An exact copy of all the lines below is required, with every image left out.

[Phrase grounding data]

* * * * * * * * *

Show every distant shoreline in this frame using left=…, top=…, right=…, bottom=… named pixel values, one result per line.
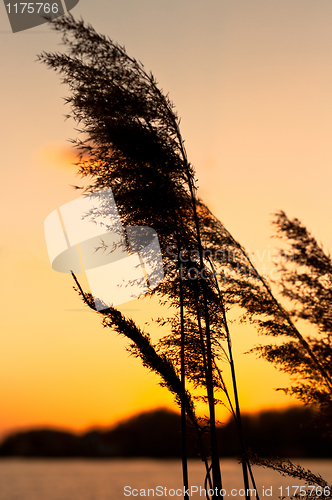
left=1, top=406, right=331, bottom=459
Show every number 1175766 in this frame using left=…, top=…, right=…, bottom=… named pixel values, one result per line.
left=279, top=486, right=331, bottom=497
left=6, top=3, right=59, bottom=14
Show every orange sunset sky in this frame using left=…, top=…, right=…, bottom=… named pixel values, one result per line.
left=1, top=0, right=332, bottom=439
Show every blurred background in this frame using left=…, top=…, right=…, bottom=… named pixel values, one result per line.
left=1, top=0, right=332, bottom=441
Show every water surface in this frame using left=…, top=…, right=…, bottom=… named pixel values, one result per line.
left=0, top=458, right=331, bottom=499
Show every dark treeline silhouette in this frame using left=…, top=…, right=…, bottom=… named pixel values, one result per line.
left=0, top=406, right=330, bottom=459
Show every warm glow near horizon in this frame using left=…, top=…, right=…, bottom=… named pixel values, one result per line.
left=1, top=0, right=331, bottom=440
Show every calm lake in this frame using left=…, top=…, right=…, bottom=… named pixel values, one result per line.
left=0, top=459, right=331, bottom=500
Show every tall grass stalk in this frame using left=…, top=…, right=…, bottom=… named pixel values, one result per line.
left=39, top=17, right=259, bottom=497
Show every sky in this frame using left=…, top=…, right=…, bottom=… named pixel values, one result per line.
left=1, top=0, right=332, bottom=438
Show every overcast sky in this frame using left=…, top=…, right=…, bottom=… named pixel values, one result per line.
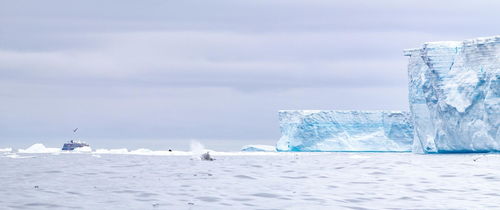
left=1, top=0, right=500, bottom=150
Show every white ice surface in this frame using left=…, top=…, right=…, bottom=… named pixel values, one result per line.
left=18, top=143, right=60, bottom=154
left=0, top=148, right=12, bottom=152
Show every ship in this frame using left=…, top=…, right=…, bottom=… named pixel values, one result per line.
left=61, top=128, right=89, bottom=150
left=62, top=140, right=90, bottom=151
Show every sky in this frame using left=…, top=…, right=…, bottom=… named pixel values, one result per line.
left=1, top=0, right=500, bottom=150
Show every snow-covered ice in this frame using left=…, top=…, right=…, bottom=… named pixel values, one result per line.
left=17, top=143, right=60, bottom=154
left=405, top=36, right=500, bottom=153
left=277, top=110, right=414, bottom=152
left=0, top=148, right=12, bottom=152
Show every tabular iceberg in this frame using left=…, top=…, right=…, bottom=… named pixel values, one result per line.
left=405, top=36, right=500, bottom=153
left=277, top=110, right=414, bottom=152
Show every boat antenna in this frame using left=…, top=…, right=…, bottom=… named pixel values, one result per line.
left=73, top=128, right=78, bottom=142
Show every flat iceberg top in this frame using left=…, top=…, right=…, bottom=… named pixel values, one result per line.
left=404, top=35, right=500, bottom=56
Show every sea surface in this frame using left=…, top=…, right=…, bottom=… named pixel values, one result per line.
left=1, top=147, right=500, bottom=209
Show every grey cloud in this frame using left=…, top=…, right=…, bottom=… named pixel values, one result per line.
left=0, top=0, right=498, bottom=149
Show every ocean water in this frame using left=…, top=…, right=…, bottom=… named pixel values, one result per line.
left=1, top=148, right=500, bottom=209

* * * * * * * * *

> Response below:
Show every distant shoreline in this frame using left=…, top=…, right=…, bottom=… named pixel values, one result per line.
left=1, top=406, right=331, bottom=459
Show every number 1175766 in this frame using left=…, top=…, right=…, bottom=… named pixel values, one result per line.
left=279, top=486, right=331, bottom=497
left=6, top=3, right=59, bottom=14
Show every orange sunset sky in this frame using left=…, top=…, right=…, bottom=… named pixel values, one result per line.
left=1, top=0, right=332, bottom=439
Show every blurred background in this frame using left=…, top=…, right=…, bottom=… named pixel values, one result per line.
left=1, top=0, right=332, bottom=441
Show every water surface in this frame using left=…, top=…, right=…, bottom=… named pixel values, one result per line.
left=0, top=458, right=331, bottom=499
Show every dark treeline silhouette in this frame using left=…, top=…, right=…, bottom=… named pixel values, one result per line.
left=0, top=406, right=330, bottom=459
Show every warm glow near horizon in this frame using left=…, top=…, right=…, bottom=… named pixel values, one result per line.
left=1, top=0, right=331, bottom=440
Show every calm lake in this frame using left=…, top=…, right=…, bottom=… named pixel values, one result per line.
left=0, top=459, right=331, bottom=500
Show every tall grass stalk in this frame using left=…, top=…, right=…, bottom=… named pixel values, one result per line.
left=39, top=17, right=259, bottom=497
Show every sky in this frame using left=…, top=…, right=…, bottom=… named pixel values, one result per line.
left=1, top=0, right=332, bottom=438
Show every overcast sky in this frame using left=…, top=…, right=…, bottom=… named pixel values, one result per line.
left=1, top=0, right=500, bottom=150
Show every white ice surface in this frame using left=…, top=…, right=…, bottom=… named pixel values, one result per line.
left=18, top=143, right=60, bottom=154
left=0, top=148, right=12, bottom=152
Show every ship in this frame using left=…, top=…, right=…, bottom=… named pixel values, one result per line.
left=61, top=128, right=89, bottom=150
left=62, top=140, right=90, bottom=151
Show every sky in this frame using left=…, top=…, right=…, bottom=… named pixel values, one result per line.
left=1, top=0, right=500, bottom=150
Show every snow-covered ice in this frame using left=…, top=…, right=…, bottom=… named pixel values, one result per line.
left=17, top=143, right=60, bottom=154
left=405, top=36, right=500, bottom=153
left=277, top=110, right=414, bottom=152
left=0, top=148, right=12, bottom=152
Show every tabular iceberg in this frame using left=…, top=…, right=…, bottom=… named pixel values, one result per line.
left=405, top=36, right=500, bottom=153
left=277, top=110, right=414, bottom=152
Show every boat antenna in this frame using left=…, top=…, right=…, bottom=… named pixel values, one result per line.
left=73, top=128, right=78, bottom=142
Show every flat iceberg top in this frame using left=…, top=…, right=…, bottom=… named pixel values, one result per line.
left=404, top=35, right=500, bottom=56
Show every sea surface in this frame using left=…, top=…, right=…, bottom=… named pixel values, one result per line.
left=1, top=147, right=500, bottom=209
Show every grey cloud in this frame using left=…, top=…, right=…, bottom=… named pixel values, one result per line.
left=0, top=0, right=498, bottom=149
Show every ocean water in this frame using left=…, top=…, right=…, bottom=… named pixel values, one result per line.
left=1, top=148, right=500, bottom=209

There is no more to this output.